[Data entries]
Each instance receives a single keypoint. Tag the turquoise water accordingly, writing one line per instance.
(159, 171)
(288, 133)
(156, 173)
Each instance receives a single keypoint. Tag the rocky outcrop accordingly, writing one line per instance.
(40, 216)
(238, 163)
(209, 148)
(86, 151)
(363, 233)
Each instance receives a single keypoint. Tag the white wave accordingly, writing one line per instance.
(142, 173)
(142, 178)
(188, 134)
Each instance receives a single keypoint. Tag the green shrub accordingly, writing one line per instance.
---
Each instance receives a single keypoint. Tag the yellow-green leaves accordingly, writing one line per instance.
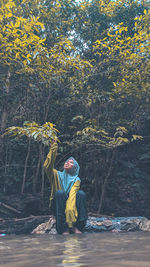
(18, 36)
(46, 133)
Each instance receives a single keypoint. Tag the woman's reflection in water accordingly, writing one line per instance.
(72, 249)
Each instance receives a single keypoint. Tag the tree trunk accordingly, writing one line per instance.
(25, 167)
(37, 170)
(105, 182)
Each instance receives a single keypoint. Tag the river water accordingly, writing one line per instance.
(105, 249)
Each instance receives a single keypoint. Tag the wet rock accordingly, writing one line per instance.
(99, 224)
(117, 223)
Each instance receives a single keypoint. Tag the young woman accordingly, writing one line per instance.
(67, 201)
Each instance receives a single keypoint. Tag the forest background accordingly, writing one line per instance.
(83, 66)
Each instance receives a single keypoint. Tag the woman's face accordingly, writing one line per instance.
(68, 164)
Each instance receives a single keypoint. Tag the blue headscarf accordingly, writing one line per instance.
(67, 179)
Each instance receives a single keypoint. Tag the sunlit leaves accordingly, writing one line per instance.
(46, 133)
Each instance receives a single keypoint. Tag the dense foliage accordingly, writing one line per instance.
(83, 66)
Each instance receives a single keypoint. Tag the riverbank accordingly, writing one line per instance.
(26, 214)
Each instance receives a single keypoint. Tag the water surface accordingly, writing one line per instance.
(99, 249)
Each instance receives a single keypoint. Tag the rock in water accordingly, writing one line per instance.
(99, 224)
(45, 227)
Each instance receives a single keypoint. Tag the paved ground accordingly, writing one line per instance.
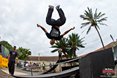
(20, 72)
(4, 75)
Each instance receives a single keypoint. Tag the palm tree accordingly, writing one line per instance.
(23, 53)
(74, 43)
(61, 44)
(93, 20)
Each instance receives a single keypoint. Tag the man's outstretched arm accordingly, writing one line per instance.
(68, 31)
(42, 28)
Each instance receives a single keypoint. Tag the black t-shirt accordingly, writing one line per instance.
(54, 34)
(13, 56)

### Problem to solve
Your answer must consist solely of the lines above between the line holding "Each instance receives a single keypoint. Tag the turquoise" and the line holding "Each instance receives a single keypoint. Tag the green", inclusive, copied exactly.

### Answer to this exercise
Each instance receives a single keypoint. Tag the turquoise water accordingly, writing one line per instance.
(159, 171)
(288, 133)
(156, 173)
Each instance receives a single keypoint. Tag the rocky outcrop accordingly, writing one line per instance.
(40, 216)
(238, 163)
(209, 148)
(86, 151)
(363, 233)
Each instance receives a single keypoint. Tag the white wave accordingly, writing one line per instance.
(142, 173)
(142, 178)
(188, 134)
Each instance receives a single keypoint. Tag the green shrub accordingly, writing one line per instance.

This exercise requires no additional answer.